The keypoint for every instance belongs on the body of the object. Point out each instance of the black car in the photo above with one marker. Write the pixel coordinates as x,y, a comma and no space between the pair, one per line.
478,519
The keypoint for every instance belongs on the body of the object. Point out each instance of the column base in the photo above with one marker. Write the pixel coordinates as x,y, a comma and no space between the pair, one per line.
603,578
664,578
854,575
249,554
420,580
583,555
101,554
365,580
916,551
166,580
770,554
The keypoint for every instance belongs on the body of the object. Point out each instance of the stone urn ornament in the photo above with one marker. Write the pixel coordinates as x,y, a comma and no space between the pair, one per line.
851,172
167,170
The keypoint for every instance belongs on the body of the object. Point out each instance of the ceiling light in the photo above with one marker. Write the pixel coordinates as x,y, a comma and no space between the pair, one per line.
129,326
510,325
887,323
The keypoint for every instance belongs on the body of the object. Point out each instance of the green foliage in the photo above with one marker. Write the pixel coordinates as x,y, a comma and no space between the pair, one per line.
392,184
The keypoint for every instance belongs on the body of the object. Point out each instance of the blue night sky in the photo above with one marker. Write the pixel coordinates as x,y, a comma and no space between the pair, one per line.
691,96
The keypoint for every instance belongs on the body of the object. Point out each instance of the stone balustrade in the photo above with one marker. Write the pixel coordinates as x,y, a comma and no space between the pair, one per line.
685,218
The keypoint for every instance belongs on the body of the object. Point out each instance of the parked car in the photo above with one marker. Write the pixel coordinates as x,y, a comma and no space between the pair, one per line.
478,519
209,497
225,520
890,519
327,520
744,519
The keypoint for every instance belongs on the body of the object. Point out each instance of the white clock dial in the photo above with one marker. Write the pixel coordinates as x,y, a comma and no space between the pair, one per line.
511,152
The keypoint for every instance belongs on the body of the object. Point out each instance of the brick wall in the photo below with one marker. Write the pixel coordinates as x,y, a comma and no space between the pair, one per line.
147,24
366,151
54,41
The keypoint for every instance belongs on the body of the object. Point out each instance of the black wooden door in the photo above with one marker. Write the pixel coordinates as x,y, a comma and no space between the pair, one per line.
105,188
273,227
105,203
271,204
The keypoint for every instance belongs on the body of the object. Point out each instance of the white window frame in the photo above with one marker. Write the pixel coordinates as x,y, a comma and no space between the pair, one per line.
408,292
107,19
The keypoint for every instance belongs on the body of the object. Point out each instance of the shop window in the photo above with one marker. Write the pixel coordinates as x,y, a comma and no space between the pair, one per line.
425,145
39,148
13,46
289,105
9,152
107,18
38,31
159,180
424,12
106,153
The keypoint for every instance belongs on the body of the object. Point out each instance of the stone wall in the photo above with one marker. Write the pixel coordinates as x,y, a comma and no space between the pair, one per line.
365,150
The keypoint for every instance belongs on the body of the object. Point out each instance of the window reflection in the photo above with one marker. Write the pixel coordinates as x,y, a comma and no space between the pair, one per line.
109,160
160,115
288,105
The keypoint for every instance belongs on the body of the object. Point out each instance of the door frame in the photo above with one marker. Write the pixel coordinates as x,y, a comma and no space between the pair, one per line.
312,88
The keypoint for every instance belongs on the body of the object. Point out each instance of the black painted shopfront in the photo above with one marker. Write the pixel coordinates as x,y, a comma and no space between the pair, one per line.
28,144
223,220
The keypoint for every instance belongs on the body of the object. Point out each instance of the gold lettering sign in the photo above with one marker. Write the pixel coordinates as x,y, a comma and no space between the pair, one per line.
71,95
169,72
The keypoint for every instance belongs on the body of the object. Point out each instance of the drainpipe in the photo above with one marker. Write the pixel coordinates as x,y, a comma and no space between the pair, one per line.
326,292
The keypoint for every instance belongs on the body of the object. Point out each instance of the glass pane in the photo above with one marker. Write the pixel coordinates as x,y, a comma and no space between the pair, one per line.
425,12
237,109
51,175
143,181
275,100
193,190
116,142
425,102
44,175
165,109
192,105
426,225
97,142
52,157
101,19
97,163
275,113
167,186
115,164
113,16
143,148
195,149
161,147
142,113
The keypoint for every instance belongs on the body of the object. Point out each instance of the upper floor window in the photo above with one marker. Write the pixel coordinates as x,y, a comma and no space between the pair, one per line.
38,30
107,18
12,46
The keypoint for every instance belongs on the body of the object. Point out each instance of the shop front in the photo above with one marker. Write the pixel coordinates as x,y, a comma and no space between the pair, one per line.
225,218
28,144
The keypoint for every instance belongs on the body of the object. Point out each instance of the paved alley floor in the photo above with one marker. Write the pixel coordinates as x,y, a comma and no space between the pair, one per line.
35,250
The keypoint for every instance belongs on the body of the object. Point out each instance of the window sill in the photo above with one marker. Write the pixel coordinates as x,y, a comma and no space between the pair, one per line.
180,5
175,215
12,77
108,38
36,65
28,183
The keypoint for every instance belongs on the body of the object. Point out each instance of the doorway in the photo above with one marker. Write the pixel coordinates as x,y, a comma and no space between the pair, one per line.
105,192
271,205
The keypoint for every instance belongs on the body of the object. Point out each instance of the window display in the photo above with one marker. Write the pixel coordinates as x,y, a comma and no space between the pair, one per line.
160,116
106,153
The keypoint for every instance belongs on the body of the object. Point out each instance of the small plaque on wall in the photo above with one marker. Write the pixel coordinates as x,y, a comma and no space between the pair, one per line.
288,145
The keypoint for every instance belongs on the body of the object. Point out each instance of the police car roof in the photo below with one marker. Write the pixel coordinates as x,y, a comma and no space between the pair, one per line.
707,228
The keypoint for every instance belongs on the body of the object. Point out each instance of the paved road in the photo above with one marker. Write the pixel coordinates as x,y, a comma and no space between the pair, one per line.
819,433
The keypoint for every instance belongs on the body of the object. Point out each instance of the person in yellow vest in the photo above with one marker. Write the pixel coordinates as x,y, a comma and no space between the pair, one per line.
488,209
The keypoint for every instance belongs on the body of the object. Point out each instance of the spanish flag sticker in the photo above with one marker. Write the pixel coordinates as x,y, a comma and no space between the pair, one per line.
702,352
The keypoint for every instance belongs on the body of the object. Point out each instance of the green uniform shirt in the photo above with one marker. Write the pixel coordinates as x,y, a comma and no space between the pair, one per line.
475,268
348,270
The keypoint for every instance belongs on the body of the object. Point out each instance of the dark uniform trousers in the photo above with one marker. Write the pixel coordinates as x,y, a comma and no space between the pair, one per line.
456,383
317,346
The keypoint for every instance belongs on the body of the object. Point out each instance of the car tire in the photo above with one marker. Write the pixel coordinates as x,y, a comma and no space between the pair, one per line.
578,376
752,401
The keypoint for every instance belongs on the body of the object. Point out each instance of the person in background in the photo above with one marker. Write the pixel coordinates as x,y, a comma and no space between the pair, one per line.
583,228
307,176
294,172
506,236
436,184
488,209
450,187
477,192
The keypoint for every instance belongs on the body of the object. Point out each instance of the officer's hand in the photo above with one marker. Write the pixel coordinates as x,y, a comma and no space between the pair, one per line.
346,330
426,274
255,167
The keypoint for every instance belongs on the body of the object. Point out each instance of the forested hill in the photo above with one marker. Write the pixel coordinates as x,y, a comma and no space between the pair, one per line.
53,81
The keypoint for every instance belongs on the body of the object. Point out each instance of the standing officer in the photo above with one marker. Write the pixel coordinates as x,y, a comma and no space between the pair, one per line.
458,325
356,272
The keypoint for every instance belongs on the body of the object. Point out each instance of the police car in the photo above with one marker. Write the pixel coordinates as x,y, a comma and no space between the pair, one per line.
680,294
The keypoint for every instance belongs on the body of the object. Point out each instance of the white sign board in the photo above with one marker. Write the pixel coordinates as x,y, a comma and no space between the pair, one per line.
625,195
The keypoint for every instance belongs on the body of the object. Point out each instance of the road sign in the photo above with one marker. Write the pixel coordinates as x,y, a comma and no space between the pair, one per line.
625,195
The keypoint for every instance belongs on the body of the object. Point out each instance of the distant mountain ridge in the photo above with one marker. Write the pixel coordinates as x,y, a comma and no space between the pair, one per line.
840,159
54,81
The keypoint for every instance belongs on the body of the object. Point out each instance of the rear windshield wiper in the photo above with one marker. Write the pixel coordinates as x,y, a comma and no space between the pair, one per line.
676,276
• • • •
■ WHAT YOU HAVE TO DO
Return, word for word, each line from the line that contains "of the forested" to the end of the listing above; include both end lines and nothing else.

■ EXERCISE RESULT
The keypoint for every instance belongs on the body of the object. Point out each instance of the forested hill in the photo above with one marker. Write the pixel coordinates as x,y, a comma and no space between the pair, one per line.
53,81
The keypoint for every instance belongs on the body of the object. Point out each instance of the standing officer in the photo above with one marker. Write the pixel coordinates as x,y, a comma and no space between the pair, one per line.
458,325
356,272
The keypoint for every instance belongs on the body of the object. Point out each instance of the police car in the photo above with one marker. Write the pixel coordinates as x,y, a comma and no space between the pair, one per line.
680,294
The keypoint for every instance belongs on the body of the object. Point out each instance of the white sign board in the photo above with one marker. Write the pixel coordinates as x,y, a comma and no space between the pair, one per line.
625,195
The keypoint for every instance belongs on the body of the object. Point out each instance of the road sign in the photo above with one marker. Write the pixel coordinates as x,y, a comma and no space between the pair, one per line.
625,195
The keypoint for every instance belongs on the body of the object. Point out each instance of the distant mountain ridge in the photo above with one marker. Write the pixel coordinates as x,y, a comma and no space between the pair, one per line.
840,159
54,81
The keypoint for every instance belongs on the body of the object. Point out each instance of the rear windshield wiper in the photo above with one marker. Write the pixel coordinates as x,y, a comma and no space between the pair, one per line.
676,276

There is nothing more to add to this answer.